◆ **Exercise passage**
———

When preparing your race vehicle for the season ahead you make sure to acquire as much information as possible in order to make the right decisions when it comes to replacing or upgrading components. The process involved in recruiting sponsors works in much the same way.
You need to first understand what potential sponsors want to achieve through their support of your race team. Is it appearances with you or your race vehicle at their business location, tickets to events so they can entertain customers and employees, or just simply the exposure they will get through team prepared media releases and in front of brand-loyal spectators who attend your racing events? The most likely answer is that it will be a combination of all those things, plus a few added components to your year-round approach that will not only pique their interest but will have them coming back year after year.
After understanding that there is more to a sponsorship agreement than simply putting a name on a car, the next step is to collect accurate information regarding the spectators who attend the events you participate in. That includes how many spectators attend, where they travel from, average age and occupation, as well as a few other basic statistics that will allow a sponsor to evaluate whether your opportunity is the right fit for them.
Once you’ve acquired the necessary information it is then time to compile that information into a small document that is easy to understand for someone who may have never attended a racing event before. The key elements to a sponsorship proposal are:
Title Page – Use this area to place a picture of your race vehicle and the title of the document. This should be something that will excite the senses of the person picking it up.
Introduction Letter – This should state what your intentions are for the future of your race team and how a sponsor will benefit from being involved with your team.
Benefits of Sponsorship – A point form rundown of all the things they will receive as part of their involvement with your team. For example: local media exposure, hospitality opportunities, car and driver appearances, spectator information, where and when you compete and charitable tie-ins.
About the Team – This page should highlight only the major accomplishments as they relate to your race team and include your contact information.
Each of these things is a vital part of a sponsorship proposal. A document like this, that will only be used to introduce yourself to a potential sponsor, shouldn’t be any more than five pages in length and should include clear pictures, of yourself and your race vehicle, that tell a story about what you do.
Courting of sponsors also requires some self refection in order to make sure that you’re capable of delivering on the things you promise. If you don’t run a professional team then you are not likely to have success in retaining sponsors. When you think of professional you may instantly relate that to the highest level of competition in your sport, but quite simply put, your entire operation must look presentable, from the cleanliness of your race vehicle and transporter, to the way you and your team appear when representing the sponsor.
Realizing that in most cases racers just want to be racers, it is my suggestion that you have a crewmember whose sole responsibility is to take care of things such as writing media releases, aligning your team with a local charity, ensuring your sponsors get pre and post-race information and that all of the deliverables you have promised are executed.

———

◆ **Data for analysis**
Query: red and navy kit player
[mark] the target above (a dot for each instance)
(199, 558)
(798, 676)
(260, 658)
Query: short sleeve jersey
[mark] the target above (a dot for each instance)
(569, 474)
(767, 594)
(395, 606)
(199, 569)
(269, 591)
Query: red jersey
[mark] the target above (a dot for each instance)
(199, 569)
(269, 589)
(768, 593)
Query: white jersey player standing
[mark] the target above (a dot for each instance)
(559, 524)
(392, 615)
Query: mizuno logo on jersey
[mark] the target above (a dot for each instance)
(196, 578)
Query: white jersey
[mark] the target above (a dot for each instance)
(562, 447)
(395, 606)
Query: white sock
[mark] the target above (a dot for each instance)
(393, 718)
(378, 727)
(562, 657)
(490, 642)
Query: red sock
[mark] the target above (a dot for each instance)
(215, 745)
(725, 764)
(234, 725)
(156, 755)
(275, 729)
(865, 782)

———

◆ **Work request A**
Answer these questions from the sponsorship passage:
(i) What two things should be placed on the title page?
(ii) What is the maximum length of a document used only to introduce yourself to a potential sponsor?
(iii) What should the About the Team page include besides major accomplishments?
◆ **Work request B**
Reproduce part of the sponsorship passage word for word: begin at the words "Introduction Letter –" and stop after "involved with your team.".
The records are separate material from the sponsorship passage.

◆ **Written reply A**
(i) A picture of your race vehicle and the title of the document.
(ii) Five pages.
(iii) Your contact information.

◆ **Written reply B**
Introduction Letter – This should state what your intentions are for the future of your race team and how a sponsor will benefit from being involved with your team.